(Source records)

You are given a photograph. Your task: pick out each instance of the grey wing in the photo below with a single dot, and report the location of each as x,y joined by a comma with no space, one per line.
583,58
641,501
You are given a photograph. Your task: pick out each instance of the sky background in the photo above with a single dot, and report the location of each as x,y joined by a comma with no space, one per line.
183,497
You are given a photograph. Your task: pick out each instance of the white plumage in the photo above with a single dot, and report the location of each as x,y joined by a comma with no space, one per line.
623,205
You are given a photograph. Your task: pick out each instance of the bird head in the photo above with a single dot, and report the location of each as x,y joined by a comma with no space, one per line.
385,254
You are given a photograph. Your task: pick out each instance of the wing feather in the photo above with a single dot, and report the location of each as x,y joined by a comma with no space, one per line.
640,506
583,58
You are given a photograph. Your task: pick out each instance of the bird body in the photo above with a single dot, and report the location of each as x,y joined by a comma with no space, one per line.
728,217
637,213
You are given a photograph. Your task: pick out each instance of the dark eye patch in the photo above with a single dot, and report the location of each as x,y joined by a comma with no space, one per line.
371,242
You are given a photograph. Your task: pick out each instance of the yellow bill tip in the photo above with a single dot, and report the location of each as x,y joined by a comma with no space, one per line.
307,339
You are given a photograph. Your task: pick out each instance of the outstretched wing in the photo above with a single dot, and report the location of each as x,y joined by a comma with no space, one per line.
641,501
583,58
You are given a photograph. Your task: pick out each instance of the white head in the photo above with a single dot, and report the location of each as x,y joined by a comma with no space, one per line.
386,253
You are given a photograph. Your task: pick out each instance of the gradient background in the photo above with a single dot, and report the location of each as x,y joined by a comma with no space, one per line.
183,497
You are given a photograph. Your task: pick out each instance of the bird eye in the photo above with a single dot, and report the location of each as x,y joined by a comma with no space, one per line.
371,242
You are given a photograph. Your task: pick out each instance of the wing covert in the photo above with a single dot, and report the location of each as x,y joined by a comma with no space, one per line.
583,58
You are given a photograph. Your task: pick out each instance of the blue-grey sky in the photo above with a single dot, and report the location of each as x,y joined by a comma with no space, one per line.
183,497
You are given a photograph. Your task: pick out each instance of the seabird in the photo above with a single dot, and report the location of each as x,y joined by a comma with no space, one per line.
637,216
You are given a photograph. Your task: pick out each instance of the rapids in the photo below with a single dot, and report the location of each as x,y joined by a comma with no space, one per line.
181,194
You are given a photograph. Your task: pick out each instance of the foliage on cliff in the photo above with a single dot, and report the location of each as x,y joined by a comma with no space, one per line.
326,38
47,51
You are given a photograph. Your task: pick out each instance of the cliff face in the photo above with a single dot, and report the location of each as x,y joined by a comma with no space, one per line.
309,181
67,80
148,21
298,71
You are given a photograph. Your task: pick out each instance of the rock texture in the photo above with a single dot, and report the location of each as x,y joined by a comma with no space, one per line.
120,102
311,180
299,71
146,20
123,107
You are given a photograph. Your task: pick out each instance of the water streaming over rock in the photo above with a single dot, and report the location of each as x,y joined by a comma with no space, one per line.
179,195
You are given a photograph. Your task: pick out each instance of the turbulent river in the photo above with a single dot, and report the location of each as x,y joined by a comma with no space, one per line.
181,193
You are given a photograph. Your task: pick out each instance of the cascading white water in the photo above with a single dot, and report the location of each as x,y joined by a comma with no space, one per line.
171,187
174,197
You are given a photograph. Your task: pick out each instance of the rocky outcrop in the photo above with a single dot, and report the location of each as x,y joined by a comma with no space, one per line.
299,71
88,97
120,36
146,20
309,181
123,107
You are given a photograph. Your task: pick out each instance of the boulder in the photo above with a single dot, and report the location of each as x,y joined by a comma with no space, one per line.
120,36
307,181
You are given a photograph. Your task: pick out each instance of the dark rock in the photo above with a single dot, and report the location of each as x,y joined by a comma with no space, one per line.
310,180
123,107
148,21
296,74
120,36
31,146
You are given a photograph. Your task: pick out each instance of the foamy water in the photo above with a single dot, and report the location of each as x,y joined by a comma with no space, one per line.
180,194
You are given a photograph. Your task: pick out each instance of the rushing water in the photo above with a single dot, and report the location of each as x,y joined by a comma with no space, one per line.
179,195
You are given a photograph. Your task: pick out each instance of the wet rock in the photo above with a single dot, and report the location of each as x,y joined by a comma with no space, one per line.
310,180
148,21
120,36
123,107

Problem to solve
Take the records above and return them exactly as written.

Answer to this problem
You are given a photograph. Your task: pick out each instance of the grey wing in the photo below with a single dot, and report the location of each as x,y joined by a comma with no space, one per line.
583,58
641,501
You are given a photograph. Your task: pick out each instance of the sky background in the photo above with a single dot, and report the location of each as x,y joined by a comma with no space, one per line.
183,497
You are given a photograph. Your task: pick out each instance of the white plumage in the photo above with a single dot, and report the location of each as x,y joined by a comma with no space, one per line.
623,205
You are given a photograph. Your task: pick out each instance of the bird head in the photo above with a single dot, and report the location of each as x,y joined by a comma with no space, one per line.
385,254
You are given a photograph. Your task: pick out each instance of the wing feather in the photo above with a single dot, and report the location of each as x,y joined by a comma with no space, one per line.
640,506
583,58
You are given a photograph. Your task: pick out each instance of the bird body in the photo above with a single dot, and report the location of each as x,y joined by a comma with no space, one per line.
728,217
637,213
You are given a photograph. Your task: pick out each instance of the dark eye patch in the photo above with a single dot, and report the location of each as x,y joined by a comma with no space, one per line.
371,242
You are given a photograph. Your task: pick out each instance of the yellow bill tip in the photo above with a single dot, and report the location of each as x,y joined by a comma with no space, one per line.
307,339
You are given a photograph. Your task: pick out each instance of the outstretched wing in the photo above with a single dot, and report the location of each as x,y joined by a comma with no space, one per line.
641,501
583,58
You are given a photograph. Your task: pick out each instance of the white head in the photo above with a single dot, and report the location of each as x,y joined by a comma with no space, one per line.
386,253
You are given a photograph. Your task: pick out each instance of the gradient background in the photo above with a single dot, and report the location of each as x,y joined by a comma with no space, one per line.
183,497
You are given a photograph. Your task: pick out each instance of the bird eye in the photo above with a single dot, and report the location of each as x,y joined by a comma with no space, one per line.
371,242
You are given a photograph. Your task: pick out each instance of the wing covert in the photo above with a single dot, and report the location of each as x,y joined by a comma with no space, one per line.
583,58
You are given a photograph. Your task: pick out each instance of the blue-grey sky in the photo above with a single dot, and report the location of each as x,y joined by a comma with no space, one per line.
183,497
You are given a photograph. Your task: pick out each instance of the seabird in the photo above with a single dot, and report the location of each as x,y joined by a comma with no space, one per line.
637,216
You are given a photograph. Your task: pick out each instance of the rapids in the photo below with a single dot, and report the location of each as x,y joined by a comma with no space, one per line.
181,194
You are given a photograph. Your task: pick out each instance of the foliage on cliff in the photo above with a single dot, and report the location of each as x,y joined by a comma with no space, one per line.
326,38
47,51
You are given a photograph. Your task: pick out each instance of the cliff face in the photo above with a single dot, and report the location of each as x,y joined by a comma with no space, one per line.
309,181
67,80
148,21
298,71
You are given a photograph. Your task: pick out each instance of the rock texture in the photo above with a single dot, and report the location of each as x,y joined by a comma with no space, one per line.
120,102
311,180
299,71
146,20
123,107
You are given a photograph. Your task: pick out each instance of the water streaming over rock in the photo above with a single dot, and report the location of each as x,y joined by a comma with no space, one per line.
179,195
You are given a photograph. Your task: pick out each instance of the turbulent river in the photo above with a single dot, and report the location of each as x,y joined by a comma with no space, one per line.
181,193
You are given a photograph. Your task: pick out each instance of the cascading white water in the photo above with a single dot, and report the location of each as x,y joined by a comma with no space, one per line.
171,187
174,197
You are given a photograph. Your task: pick out each instance of the rocky outcrop in the photo above with a single dot, and report the location of each as x,y joined by a comma with no space, one per line.
299,71
88,97
120,36
146,20
309,181
123,107
You are given a photograph. Your task: pick out each instance of the boulder in the photo above with a single dot, and report the location of each as x,y joined by a comma with no space, one per line.
120,36
307,181
You are given a photograph. Your task: pick out each instance of the dark rock in the photo above with a single dot, and report the location of each as x,y joined by a comma with no space, one per line.
310,180
123,107
148,21
296,74
120,36
31,146
You are given a photograph. Your task: pick out each instance of the foamy water in the photo above with a single dot, and report the location of each as x,y joined by a comma with no space, one per line.
180,194
You are given a photograph. Your task: pick out each instance of the rushing water in the photo above with a single dot, and report the location of each as x,y joined by a comma with no space, one per line.
179,195
You are given a photograph. Your task: pick out each instance of the wet rock in the photo above with a single dot, and report the location of each as x,y joined by a comma with no space, one per line.
310,180
148,21
120,36
123,107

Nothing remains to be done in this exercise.